What the task asks - Repeat every record exactly as written, but leave out the pictures.

-------- Exercise materials

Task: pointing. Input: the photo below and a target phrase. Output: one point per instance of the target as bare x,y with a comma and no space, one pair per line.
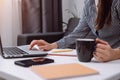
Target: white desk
107,71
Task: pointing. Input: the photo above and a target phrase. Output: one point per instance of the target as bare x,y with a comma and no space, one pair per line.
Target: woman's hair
103,14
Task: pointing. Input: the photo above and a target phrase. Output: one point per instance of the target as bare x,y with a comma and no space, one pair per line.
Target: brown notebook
63,71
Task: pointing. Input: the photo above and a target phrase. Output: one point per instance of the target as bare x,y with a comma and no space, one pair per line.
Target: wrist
54,45
117,53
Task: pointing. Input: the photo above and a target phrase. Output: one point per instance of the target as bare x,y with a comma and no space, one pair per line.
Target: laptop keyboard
14,51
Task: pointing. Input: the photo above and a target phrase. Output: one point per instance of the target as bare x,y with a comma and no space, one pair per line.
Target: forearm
117,53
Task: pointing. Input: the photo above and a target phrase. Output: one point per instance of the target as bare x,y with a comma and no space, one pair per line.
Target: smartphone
35,61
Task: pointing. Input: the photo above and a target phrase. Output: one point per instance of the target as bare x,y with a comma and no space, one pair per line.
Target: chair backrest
72,23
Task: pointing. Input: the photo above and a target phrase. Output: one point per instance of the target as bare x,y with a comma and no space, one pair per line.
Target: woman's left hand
103,51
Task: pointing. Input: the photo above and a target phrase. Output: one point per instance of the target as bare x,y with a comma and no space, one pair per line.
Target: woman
101,22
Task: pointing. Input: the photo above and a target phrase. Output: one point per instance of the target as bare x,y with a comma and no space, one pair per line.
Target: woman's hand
104,52
43,45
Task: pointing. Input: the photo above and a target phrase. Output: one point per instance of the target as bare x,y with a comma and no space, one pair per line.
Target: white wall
10,19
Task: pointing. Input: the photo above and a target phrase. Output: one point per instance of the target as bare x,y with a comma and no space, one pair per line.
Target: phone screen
35,61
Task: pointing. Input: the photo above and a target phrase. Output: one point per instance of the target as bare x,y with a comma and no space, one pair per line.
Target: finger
43,48
34,42
97,58
99,53
101,41
102,46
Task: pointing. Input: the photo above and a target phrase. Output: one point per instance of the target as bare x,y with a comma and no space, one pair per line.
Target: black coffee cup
85,49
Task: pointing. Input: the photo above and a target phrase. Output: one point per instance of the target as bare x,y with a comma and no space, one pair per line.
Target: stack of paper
63,71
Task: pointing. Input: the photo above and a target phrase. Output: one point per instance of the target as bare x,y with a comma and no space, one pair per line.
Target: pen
62,55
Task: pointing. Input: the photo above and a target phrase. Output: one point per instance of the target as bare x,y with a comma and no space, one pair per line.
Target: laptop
17,52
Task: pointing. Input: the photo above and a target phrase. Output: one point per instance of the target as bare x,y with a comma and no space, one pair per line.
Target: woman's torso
109,33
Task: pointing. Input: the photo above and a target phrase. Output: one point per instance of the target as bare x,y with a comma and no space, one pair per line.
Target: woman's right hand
43,45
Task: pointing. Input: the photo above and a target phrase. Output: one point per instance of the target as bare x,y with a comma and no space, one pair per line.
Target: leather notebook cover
63,71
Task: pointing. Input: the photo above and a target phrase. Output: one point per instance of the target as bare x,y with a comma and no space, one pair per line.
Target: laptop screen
1,49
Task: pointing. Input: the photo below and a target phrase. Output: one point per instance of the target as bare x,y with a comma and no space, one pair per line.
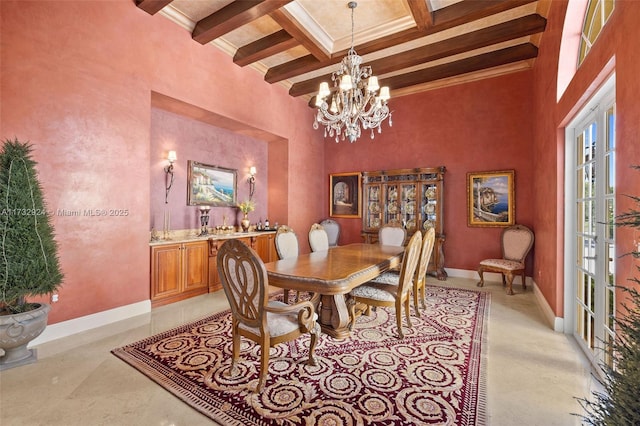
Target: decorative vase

----------------

Exercise output -
Task: pointing. Input: the photo below and a target phrase. Output: one point per instance of the target as bare x,y with a comma and no space, one pair per line.
Target: white desk
107,71
Task: pointing. Input: the photo above and a target phrase. Output: one point per instance of the target as bare x,y with a comma and no space, one pair per line.
Target: woman's hair
103,14
Task: pointing. Input: the photo above and a target phrase. Output: one point per instance of the target as bare x,y with a comma and no space, one pair per line.
Target: brown notebook
63,71
Task: pointing. Input: the photo above and a target phrase. Output: one point per instance of the target as bare x,y with a comma and no space, one pair per line.
Target: wrist
54,45
117,53
Task: pointing. Input: the photo above and a target phrase. Output: one point per instance of the target as bare x,y with a comma and no space, one pair per line.
Target: laptop keyboard
14,51
Task: pointing. Input: the photo above and a target phrase. Output: one point per instance of the target as bare x,y with a comma and no space, one pair per line.
Target: forearm
117,53
Task: pointing. Input: the photo above and a target phrase. Output: one point per instance of the target as bare x,y with a comma and no space, one pair per line.
Target: smartphone
35,61
Task: pointing. Input: the photo above and a target phrase. Output: one point per instance of the target as bare x,y with a comma and no space, one pair per line.
Target: chair backrest
72,23
Task: pointing. Input: the photo above and a target phrase. Output: one point per instance of the target as bare x,y with a comma and no space, one pair per line.
Target: woman's left hand
103,51
Task: pointing. Input: the photo above and a target phrase. Output: one point per instance of the target as bare x,y with a comma and no space, one pair per line.
Target: woman
101,22
Task: pointing. Input: the photo above and a target phrase. Output: one point per instance of the target as bare x,y with a comma and no space, one pair per line.
Target: woman's hand
104,52
43,45
Task: pointing. Input: the photo above and a target phrase. Output: one point per instance of the target as bare x,y with a comma and no space, one pair per line.
Target: white wall
10,19
Task: pointing. Input: the photo above and a target phrase. Output: one point per instance of the target as bare x,y with a comma and no space, one pair per line.
Target: phone screen
35,61
Task: pointing. Input: the photo above and a target phrase. Output: one point per instance of the target as bare x,y with a comma and no space, one pair per line.
Target: finger
43,48
34,42
97,58
99,53
101,41
102,46
Task: pointing. Input: the photo above and a target phrase. Output: one point per instance of the target as bare x,y with a comma and no space, one pair per line.
Target: black coffee cup
85,49
Task: pointing. Input: the photo above and a target phrase. Output: one point per instance of the target as bare x,y with a comma and no space, one pair per line.
Target: stack of paper
63,71
Task: pointing. Input: the photo above and a target phrase. Output: one point per instance of the target as bare x,y with a comma and no space, one pair per line.
Target: pen
62,55
Task: pointing. Input: the photo above and a target phrase. Output: one point per instance of the target as bare x,y with a comma and no space, one pair per line.
Target: laptop
17,52
Task: pointing. Input: the photo above and a target phrase. Output: one point per instance of the target as bare x,y with a comma and no space, one pair per line.
Target: woman's torso
109,33
Task: pointing. Input: the photo above and a target phrase. Output: one point per instance of the target as bare x,y with a comma and no space, one pair per line.
Target: woman's right hand
43,45
Task: pointing. Input: the photo above and a target phrase. Output: one point per instance of the target as bare x,y with a comma and no space, one pair per line.
Target: leather notebook cover
63,71
Task: pointing. Input: the photo above and a target phrase. Output: one point per instance of the target as bare x,y with a comma and no space, one pair per line.
Target: laptop screen
1,49
Task: pointing. Input: the photo below and a target phrase. Output: one point per instance of the target as bare x,y with a comma and no space, one pair per line.
Target: decorative vase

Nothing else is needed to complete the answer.